■ **ANLEITUNG**:
Chemikalien: 15ml konz. (65%) Salpetersäure , 30ml konz. (96%) Schwefelsäure , Cellulose (Wattepads), gesättigte Natriumcarbonat-Lsg.
Laborgeräte: 200ml Becherglas (niedrige Form) , solider Glasstab, Eisbad aus gecrushtem Eis und Natriumchlorid , säurefeste Handschuhe , Thermometer, Tiegelzange aus Edelstahl


Durchführung: In ein im Eisbad befindliches 200ml-Becherglas wird zu 15ml konz. Salpetersäure langsam 30ml konz. Schwefelsäure zugegeben. Die Reaktion zur Nitriersäure verläuft stark exotherm und sollte mit einem Thermometer überwacht werden. Die Temperatur sollte 25-30°C nicht übersteigen, da sonst giftige, nitrose Gase entstehen. Anschließend lässt man die Säure auf 0-5°C abkühlen und gibt schließlich 2g Cellulose in kleinen Flocken hinein. Hierbei steigt die Temperatur ebenfalls an, deshalb auch hier die Flocken langsam zugeben. Nach der Zugabe wird die Cellulose für 10min in der Säure belassen, unter gelegentlichem Durchkneten und Umrühren (Glasstab) [alle 2min haben sich als sinnvoll erwiesen].

■ **AUSZÜGE AUS DATENSÄTZEN**:
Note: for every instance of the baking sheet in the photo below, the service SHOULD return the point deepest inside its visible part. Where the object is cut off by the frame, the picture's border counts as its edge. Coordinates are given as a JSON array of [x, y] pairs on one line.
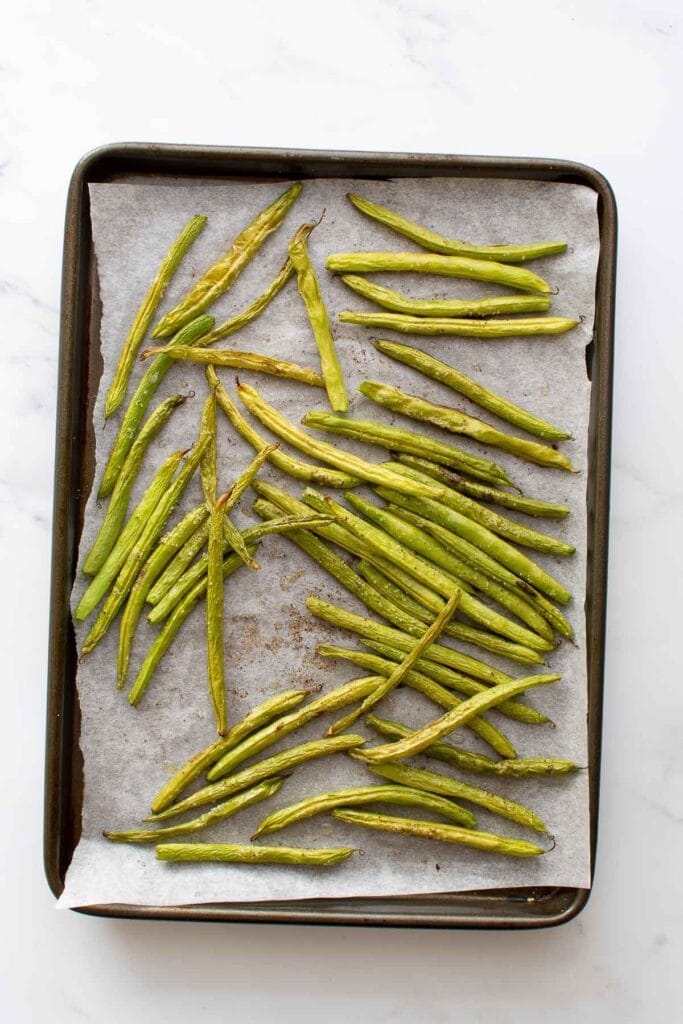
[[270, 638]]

...

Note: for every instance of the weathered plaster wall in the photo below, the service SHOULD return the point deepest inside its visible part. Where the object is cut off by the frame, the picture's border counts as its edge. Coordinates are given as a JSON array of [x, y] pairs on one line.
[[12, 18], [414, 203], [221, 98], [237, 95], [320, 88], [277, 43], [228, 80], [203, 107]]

...

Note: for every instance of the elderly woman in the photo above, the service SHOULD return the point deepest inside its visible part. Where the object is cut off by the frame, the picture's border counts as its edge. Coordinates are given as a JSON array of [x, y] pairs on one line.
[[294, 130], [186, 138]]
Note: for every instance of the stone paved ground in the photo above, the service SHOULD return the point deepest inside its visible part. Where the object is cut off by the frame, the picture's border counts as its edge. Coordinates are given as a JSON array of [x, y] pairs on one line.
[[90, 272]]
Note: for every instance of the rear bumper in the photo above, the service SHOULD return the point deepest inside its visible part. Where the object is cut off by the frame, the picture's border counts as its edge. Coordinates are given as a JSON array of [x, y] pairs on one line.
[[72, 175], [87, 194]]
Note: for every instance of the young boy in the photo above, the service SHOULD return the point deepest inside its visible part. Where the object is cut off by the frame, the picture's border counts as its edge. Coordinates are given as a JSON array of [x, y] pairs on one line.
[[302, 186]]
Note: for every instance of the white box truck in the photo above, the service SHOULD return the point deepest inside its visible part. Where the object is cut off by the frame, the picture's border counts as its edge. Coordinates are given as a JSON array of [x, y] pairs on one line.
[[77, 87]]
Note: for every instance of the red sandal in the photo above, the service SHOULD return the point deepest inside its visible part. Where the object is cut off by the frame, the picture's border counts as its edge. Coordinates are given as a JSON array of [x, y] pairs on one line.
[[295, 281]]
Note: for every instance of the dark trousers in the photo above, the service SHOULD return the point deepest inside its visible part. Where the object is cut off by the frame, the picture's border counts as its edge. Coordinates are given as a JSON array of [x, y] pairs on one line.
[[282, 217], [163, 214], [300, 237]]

■ **AUFGABEN**:
A. Schreib aus der Anleitung zum Nitrieren von Cellulose die Stelle von „Durchführung: In ein“ bis einschließlich „als sinnvoll erwiesen].“ wortgetreu ab.
B. Welche Laborgeräte nennt die Anleitung zum Nitrieren von Cellulose? Zähl alle auf.
C. Schreib die Anleitung zum Nitrieren von Cellulose im Anschluss an ihren letzten Satz weiter.
Die Datensätze braucht man für keine der Aufgaben.

■ **LÖSUNGEN**:
A.
Durchführung: In ein im Eisbad befindliches 200ml-Becherglas wird zu 15ml konz. Salpetersäure langsam 30ml konz. Schwefelsäure zugegeben. Die Reaktion zur Nitriersäure verläuft stark exotherm und sollte mit einem Thermometer überwacht werden. Die Temperatur sollte 25-30°C nicht übersteigen, da sonst giftige, nitrose Gase entstehen. Anschließend lässt man die Säure auf 0-5°C abkühlen und gibt schließlich 2g Cellulose in kleinen Flocken hinein. Hierbei steigt die Temperatur ebenfalls an, deshalb auch hier die Flocken langsam zugeben. Nach der Zugabe wird die Cellulose für 10min in der Säure belassen, unter gelegentlichem Durchkneten und Umrühren (Glasstab) [alle 2min haben sich als sinnvoll erwiesen].

B.
- 200ml Becherglas (niedrige Form)
- solider Glasstab
- Eisbad aus gecrushtem Eis und Natriumchlorid
- säurefeste Handschuhe
- Thermometer
- Tiegelzange aus Edelstahl

C.
Nun wird mit der Tiegelzange das entstandene Cellulosedinitrat unter fließendem Wasser gewaschen , für eine gesicherte Säurefreiheit in die Natriumcarbonat-Lsg. getaucht und nochmals gut mit Wasser gewaschen.

Die zerzupfte Kollodiumwolle wird nahe einer warmen Heizung einen Tag bis zur Massenkonstanz getrocknet.Wegen des zu geringen Stickstoffgehaltes unterliegt sie nicht dem Sprengstoffgesetzt, muss jedoch mit F+ (hochentzündlich) gekennzeichnet werden und wird bis zur Verwendung (wenn nicht sofort) in destilliertem Wasser aufbewahrt. Die Flocken verbrennen/verpuffen unter orangener Flammenerscheinung ohne größere Rückstände zu hinterlassen. Die Kollodiumwolle kann zu Celluloid weiterverarbeitet werden.




Die Angaben wurden experimentell nachgeprüft und sind absolut verlässlich. Haftung wird natürlich nicht übernommen.



Mit freundlichen Grüßen ,
                              mbbtchemistry
                 
« Letzte Änderung: 07. Februar 2008, 23:25:38 von mbbtchemistry »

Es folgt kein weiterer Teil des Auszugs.